_Do this_
Emit a verbatim copy of the lines running from the line with "Every instance of the rugby" through the end of the material below.
#### Entries shown
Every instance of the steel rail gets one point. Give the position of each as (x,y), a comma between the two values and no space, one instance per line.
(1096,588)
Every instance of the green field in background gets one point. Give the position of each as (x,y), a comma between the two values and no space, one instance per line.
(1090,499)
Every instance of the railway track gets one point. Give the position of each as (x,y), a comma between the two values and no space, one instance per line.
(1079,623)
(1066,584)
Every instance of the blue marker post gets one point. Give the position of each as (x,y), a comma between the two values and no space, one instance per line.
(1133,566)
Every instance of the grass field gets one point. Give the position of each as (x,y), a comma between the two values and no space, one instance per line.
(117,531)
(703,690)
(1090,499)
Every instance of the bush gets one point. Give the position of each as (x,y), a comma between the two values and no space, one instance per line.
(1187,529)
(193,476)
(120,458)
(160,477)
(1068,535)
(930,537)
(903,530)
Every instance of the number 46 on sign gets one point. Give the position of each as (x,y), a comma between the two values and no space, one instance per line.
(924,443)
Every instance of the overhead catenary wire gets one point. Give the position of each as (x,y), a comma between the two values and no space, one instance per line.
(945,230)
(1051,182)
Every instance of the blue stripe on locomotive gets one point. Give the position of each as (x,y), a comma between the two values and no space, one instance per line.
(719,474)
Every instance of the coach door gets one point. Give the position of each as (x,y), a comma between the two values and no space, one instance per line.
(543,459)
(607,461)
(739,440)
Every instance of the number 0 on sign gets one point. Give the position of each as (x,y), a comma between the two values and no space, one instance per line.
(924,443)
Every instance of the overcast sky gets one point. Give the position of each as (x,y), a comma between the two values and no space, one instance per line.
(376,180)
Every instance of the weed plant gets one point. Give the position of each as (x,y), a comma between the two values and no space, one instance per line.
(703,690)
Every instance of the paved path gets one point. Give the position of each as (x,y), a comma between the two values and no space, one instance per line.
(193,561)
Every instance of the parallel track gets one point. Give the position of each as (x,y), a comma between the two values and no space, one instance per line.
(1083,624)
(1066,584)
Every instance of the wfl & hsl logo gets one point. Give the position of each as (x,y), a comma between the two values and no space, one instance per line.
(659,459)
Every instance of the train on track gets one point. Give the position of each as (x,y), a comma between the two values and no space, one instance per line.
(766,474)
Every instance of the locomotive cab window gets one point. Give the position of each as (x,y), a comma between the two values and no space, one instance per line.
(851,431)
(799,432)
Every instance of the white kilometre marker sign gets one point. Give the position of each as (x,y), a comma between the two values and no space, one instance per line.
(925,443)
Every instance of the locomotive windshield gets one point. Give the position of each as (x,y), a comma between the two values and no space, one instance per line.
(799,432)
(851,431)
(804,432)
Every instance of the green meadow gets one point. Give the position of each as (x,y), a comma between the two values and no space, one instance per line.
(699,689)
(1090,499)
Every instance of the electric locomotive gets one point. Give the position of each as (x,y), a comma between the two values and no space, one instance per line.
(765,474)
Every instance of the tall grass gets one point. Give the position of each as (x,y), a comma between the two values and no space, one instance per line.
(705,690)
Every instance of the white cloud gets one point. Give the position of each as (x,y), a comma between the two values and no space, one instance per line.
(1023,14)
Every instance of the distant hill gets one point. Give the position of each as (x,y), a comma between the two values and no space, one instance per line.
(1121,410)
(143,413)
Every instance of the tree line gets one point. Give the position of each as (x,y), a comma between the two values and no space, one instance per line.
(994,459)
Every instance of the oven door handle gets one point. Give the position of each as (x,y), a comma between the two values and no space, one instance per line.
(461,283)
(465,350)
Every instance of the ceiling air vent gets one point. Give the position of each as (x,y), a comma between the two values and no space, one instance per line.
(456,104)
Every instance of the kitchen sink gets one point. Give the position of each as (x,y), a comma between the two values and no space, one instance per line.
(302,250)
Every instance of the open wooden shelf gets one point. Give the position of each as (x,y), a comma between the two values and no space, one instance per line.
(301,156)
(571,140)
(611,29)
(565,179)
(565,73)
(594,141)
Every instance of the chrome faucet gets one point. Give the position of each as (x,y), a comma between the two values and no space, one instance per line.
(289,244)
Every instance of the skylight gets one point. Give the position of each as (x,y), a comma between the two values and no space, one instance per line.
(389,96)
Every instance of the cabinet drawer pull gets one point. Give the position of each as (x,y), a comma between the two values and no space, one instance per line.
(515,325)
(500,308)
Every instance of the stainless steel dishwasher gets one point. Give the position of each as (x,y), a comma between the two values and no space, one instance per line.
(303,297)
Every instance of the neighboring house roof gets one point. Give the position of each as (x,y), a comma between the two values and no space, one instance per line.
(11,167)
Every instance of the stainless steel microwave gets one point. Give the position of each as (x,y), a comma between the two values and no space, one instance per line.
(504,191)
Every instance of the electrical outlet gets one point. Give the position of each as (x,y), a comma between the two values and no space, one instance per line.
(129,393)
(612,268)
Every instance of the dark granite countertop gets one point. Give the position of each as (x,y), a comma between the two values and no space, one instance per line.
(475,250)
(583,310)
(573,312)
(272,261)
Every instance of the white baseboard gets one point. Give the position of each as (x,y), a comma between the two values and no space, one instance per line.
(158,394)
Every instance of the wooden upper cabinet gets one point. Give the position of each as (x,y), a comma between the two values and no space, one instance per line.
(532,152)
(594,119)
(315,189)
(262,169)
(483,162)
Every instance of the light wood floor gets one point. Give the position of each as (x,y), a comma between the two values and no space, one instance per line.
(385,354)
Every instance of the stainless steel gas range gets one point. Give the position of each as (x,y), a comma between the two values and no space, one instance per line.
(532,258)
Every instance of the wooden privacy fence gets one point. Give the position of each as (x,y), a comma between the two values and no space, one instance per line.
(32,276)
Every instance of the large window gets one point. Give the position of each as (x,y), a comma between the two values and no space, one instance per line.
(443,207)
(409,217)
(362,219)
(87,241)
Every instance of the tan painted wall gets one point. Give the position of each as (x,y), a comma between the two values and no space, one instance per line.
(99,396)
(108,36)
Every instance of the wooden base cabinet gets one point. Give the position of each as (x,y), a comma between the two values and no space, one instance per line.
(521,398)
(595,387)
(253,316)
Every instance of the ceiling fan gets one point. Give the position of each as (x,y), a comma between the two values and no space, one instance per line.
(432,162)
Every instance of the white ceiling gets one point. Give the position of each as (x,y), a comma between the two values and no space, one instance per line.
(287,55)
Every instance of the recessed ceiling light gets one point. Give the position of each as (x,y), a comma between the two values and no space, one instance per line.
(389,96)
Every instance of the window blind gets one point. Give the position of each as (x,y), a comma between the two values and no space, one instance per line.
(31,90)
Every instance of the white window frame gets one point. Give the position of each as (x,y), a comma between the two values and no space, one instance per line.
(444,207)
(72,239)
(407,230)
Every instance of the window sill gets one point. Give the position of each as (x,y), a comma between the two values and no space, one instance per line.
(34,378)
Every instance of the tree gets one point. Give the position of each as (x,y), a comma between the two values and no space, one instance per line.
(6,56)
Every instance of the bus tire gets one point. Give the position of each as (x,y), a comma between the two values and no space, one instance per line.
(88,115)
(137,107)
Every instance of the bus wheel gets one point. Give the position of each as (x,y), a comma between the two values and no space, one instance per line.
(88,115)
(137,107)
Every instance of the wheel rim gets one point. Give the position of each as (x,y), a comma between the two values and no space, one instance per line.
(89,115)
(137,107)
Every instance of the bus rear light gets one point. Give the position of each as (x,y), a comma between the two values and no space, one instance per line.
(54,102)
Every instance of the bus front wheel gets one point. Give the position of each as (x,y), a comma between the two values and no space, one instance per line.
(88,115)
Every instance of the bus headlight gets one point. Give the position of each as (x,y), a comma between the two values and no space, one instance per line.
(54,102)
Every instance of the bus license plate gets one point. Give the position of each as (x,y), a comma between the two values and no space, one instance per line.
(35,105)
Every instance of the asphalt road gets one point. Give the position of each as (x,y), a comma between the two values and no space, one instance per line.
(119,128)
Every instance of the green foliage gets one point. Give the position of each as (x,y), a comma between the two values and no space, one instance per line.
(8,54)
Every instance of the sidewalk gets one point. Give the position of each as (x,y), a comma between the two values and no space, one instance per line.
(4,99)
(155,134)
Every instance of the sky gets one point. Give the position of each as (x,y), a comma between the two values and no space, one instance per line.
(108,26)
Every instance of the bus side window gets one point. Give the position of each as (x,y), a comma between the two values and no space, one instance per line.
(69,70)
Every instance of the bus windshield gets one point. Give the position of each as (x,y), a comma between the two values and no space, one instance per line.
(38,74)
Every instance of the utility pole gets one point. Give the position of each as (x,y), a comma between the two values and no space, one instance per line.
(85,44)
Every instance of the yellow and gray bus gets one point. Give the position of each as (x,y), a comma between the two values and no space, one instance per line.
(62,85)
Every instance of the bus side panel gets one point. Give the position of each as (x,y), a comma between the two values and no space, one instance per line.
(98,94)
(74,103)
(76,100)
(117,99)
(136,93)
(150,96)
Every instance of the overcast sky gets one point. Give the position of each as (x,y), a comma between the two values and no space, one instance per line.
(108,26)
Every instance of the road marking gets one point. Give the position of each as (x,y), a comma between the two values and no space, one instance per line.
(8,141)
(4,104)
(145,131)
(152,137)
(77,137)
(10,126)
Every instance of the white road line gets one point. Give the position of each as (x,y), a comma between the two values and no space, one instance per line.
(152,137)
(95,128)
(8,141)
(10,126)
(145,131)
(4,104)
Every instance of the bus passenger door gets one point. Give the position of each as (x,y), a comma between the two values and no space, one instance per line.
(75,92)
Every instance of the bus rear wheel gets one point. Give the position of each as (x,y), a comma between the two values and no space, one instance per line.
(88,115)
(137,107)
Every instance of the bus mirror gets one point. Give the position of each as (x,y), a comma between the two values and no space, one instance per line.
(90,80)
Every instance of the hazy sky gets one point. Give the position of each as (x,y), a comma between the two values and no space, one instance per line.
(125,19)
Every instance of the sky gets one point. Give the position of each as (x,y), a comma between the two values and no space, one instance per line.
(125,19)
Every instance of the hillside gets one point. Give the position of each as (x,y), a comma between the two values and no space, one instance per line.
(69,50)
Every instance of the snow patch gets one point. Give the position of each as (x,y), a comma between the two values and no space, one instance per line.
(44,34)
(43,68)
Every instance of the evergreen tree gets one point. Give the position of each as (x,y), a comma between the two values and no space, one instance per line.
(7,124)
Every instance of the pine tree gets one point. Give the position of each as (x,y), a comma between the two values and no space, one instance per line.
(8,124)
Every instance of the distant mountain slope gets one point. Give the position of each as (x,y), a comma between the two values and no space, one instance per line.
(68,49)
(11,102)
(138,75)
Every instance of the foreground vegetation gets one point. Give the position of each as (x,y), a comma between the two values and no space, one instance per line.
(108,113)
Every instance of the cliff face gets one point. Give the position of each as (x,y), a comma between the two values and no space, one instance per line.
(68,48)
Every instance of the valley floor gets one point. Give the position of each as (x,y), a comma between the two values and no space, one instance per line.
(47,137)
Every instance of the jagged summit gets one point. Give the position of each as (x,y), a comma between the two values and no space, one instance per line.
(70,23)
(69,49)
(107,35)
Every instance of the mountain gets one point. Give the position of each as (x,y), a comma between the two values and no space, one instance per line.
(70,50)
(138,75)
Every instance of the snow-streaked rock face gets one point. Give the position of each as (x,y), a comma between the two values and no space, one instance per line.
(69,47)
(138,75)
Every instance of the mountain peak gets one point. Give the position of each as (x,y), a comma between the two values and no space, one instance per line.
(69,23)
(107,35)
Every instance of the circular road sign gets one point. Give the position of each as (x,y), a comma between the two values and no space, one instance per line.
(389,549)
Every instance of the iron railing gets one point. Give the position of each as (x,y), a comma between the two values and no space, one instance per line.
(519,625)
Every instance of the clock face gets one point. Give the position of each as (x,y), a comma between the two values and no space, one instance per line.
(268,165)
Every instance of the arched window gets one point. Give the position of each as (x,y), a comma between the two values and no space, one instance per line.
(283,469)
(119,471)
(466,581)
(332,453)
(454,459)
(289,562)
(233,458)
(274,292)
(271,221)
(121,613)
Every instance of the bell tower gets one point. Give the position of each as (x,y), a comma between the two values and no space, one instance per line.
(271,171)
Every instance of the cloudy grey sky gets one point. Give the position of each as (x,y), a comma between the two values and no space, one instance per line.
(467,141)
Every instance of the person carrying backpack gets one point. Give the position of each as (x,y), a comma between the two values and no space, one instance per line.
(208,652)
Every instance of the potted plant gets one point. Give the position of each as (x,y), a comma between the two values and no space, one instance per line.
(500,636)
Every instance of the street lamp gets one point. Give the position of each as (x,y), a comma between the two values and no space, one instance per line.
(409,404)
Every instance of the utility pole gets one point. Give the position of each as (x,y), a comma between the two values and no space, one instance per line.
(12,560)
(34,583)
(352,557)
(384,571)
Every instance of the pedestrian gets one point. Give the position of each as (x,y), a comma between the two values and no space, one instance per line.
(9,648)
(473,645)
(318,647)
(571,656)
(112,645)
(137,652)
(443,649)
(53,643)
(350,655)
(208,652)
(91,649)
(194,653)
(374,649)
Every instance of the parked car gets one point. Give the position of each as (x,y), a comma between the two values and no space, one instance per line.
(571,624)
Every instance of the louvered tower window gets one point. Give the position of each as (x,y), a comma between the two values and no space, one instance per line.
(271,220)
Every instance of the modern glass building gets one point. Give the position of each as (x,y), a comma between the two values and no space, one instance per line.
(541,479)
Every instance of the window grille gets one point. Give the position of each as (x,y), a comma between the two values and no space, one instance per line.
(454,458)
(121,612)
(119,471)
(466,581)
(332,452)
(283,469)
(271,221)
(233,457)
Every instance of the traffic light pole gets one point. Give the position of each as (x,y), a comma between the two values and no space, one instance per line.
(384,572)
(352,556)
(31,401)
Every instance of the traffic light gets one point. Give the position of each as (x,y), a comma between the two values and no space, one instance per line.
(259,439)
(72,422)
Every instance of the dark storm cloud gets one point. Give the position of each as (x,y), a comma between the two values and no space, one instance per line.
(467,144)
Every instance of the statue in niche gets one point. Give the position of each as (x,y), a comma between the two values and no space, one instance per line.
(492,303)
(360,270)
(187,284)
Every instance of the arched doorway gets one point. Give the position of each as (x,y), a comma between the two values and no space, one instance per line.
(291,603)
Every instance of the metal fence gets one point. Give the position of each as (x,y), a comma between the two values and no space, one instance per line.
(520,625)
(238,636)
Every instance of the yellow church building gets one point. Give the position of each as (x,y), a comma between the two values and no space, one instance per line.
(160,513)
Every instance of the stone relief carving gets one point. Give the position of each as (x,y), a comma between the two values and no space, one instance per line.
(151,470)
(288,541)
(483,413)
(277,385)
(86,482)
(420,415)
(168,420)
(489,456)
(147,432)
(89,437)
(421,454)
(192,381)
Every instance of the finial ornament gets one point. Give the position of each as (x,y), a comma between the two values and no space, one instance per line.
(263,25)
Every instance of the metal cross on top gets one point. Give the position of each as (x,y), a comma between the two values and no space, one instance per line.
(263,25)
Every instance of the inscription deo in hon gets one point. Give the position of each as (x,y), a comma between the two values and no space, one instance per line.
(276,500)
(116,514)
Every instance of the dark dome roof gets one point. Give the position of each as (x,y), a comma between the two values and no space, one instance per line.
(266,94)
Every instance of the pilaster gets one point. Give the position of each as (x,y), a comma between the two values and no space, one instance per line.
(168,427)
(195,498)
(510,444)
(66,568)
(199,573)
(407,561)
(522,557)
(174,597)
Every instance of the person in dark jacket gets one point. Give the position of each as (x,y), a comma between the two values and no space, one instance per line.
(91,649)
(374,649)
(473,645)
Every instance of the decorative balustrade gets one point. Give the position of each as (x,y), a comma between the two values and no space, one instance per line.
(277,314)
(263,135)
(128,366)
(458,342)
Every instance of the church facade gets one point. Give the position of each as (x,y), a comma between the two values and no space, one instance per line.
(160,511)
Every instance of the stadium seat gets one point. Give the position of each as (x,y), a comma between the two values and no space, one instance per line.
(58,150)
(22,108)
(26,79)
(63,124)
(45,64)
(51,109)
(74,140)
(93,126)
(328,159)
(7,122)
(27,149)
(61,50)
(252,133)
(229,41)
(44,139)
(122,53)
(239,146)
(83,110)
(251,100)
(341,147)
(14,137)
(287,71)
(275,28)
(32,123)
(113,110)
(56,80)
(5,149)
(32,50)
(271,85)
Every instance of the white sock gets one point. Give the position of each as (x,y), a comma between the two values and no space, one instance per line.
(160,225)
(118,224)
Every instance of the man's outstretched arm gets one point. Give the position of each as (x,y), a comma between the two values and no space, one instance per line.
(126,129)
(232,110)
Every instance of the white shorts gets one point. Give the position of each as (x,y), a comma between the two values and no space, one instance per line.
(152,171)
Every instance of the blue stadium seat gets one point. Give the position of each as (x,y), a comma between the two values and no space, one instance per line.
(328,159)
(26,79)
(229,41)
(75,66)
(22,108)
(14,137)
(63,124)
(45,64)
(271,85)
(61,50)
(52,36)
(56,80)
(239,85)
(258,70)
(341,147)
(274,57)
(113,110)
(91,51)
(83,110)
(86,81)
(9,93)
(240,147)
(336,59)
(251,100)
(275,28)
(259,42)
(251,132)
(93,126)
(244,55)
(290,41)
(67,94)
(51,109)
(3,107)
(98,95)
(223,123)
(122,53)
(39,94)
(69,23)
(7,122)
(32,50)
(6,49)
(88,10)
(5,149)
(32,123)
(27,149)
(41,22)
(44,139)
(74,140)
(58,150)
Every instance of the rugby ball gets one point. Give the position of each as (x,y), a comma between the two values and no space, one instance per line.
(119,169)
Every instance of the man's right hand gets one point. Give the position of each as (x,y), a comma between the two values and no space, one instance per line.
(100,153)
########
_Finished exercise_
Every instance of the rugby ball gets one point. Give the position of each as (x,y), a comma between the two values and no space, one instance per line.
(119,169)
Every instance of the man's right hand gets one point. Give the position of each as (x,y), a comma between the two values and no space, one instance per line.
(100,153)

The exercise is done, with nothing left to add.